Belge Metni:
........

YAZI: Prof. Dr. Ahu ERGEN, Bahçeşehir Üniversitesi Öğretim Üyesi ahu.ergen@bau.edu.tr

Nassim Nicholas Taleb The Black Swan isimli kitabında, genellikle tahmin edilemeyen, büyük ölçüde etkileri olan ve bir kez gerçekleştikten sonra, onu daha az rastlantısal kılacak bir açıklama uydurduğumuz olaylara, Siyah Kuğu adını veriyor. Tıpkı Covid-19 pandemisi gibi. Doğal yaşama insan müdahalesinin artmasıyla birlikte, bilim insanları olası bulaşıcı hastalıklara vurgu yapmış olsa da bu ölçekte ve bu denli yıkıcı etkilere neden olabilecek bir pandemi öngörülen bir durum değildi. Bir Siyah Kuğu olarak dünyanın düzenini adeta tepetaklak etti.

........

Etkinlik Listesi:
1. Siyah Kuğu yazısında "YAZI: Prof. Dr." sözleriyle başlayan yerden "adeta tepetaklak etti." sözlerine kadar uzanan bölümün tamamını olduğu gibi kopyalar mısın?
2. Siyah Kuğu yazısına göre aşağıdaki soruları yanıtlar mısın?
(a) Taleb'in kitabının adı nedir?
(b) Siyah Kuğu'ya örnek olarak hangi olay gösteriliyor?
(c) Yazının yazarı hangi üniversitede öğretim üyesidir?
3. Siyah Kuğu yazısını kaldığı yerden sürdürebilir misin?
Sonraki kayıtlar başka bir kaynaktan alınmıştır.

........

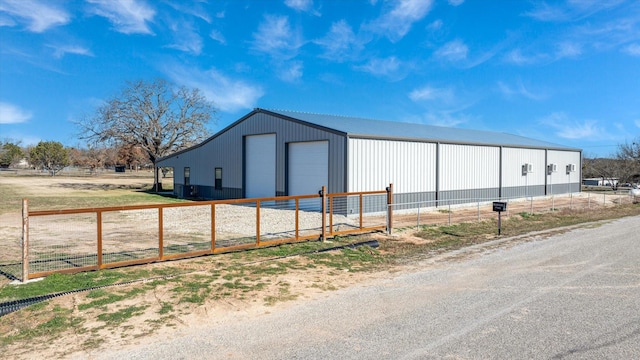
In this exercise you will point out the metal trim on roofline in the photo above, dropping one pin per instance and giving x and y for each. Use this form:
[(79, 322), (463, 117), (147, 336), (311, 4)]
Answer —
[(289, 116)]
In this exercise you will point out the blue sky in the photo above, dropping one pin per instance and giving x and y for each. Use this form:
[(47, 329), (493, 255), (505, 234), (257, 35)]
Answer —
[(567, 72)]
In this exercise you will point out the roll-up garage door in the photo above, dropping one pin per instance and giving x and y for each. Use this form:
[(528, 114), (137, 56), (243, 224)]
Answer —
[(260, 166), (308, 168)]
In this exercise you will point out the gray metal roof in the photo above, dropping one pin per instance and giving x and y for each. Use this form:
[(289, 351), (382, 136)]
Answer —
[(368, 128)]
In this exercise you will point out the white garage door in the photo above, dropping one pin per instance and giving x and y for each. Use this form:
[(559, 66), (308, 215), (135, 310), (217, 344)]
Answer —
[(260, 166), (308, 167)]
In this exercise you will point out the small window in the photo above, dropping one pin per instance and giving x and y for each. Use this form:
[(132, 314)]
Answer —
[(218, 183), (187, 176)]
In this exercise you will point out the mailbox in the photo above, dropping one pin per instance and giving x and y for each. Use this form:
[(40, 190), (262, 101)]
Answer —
[(499, 206)]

........

Görev Yanıtları:
1.
YAZI: Prof. Dr. Ahu ERGEN, Bahçeşehir Üniversitesi Öğretim Üyesi ahu.ergen@bau.edu.tr

Nassim Nicholas Taleb The Black Swan isimli kitabında, genellikle tahmin edilemeyen, büyük ölçüde etkileri olan ve bir kez gerçekleştikten sonra, onu daha az rastlantısal kılacak bir açıklama uydurduğumuz olaylara, Siyah Kuğu adını veriyor. Tıpkı Covid-19 pandemisi gibi. Doğal yaşama insan müdahalesinin artmasıyla birlikte, bilim insanları olası bulaşıcı hastalıklara vurgu yapmış olsa da bu ölçekte ve bu denli yıkıcı etkilere neden olabilecek bir pandemi öngörülen bir durum değildi. Bir Siyah Kuğu olarak dünyanın düzenini adeta tepetaklak etti.

2.
(a) The Black Swan
(b) Covid-19 pandemisi
(c) Bahçeşehir Üniversitesi

3.
Risklerin İçinden Çıkabilecek Siyah Kuğular

Geleceğe dair, olası zoonotik bulaşıcı hastalıklar da dahil olmak üzere, pek çok küresel risk tanımlanmış durumda. İklim kriziyle mücadelede başarısızlık, toplumsal kutuplaşmalar, doğal kaynak krizi, geçim krizleri, aşırı hava olayları, siber saldırılar gibi… Bu risklerin içinden Siyah Kuğular her an çıkabilir. Hazırlıklı olmak için stratejiler belirlemek gerekli. Çoğu çevre ile doğrudan ya da dolaylı ilişkili karmaşık risklerle başa çıkabilmek için Elkington’a (2021) göre Yeşil Kuğular’a ihtiyacımız var. Elkington, 1994 yılında bugünün kurumsal sürdürülebilirlik anlayışına büyük katkı yapan, üçlü bilanço (Triple Bottomline) fikrinin de sahibi.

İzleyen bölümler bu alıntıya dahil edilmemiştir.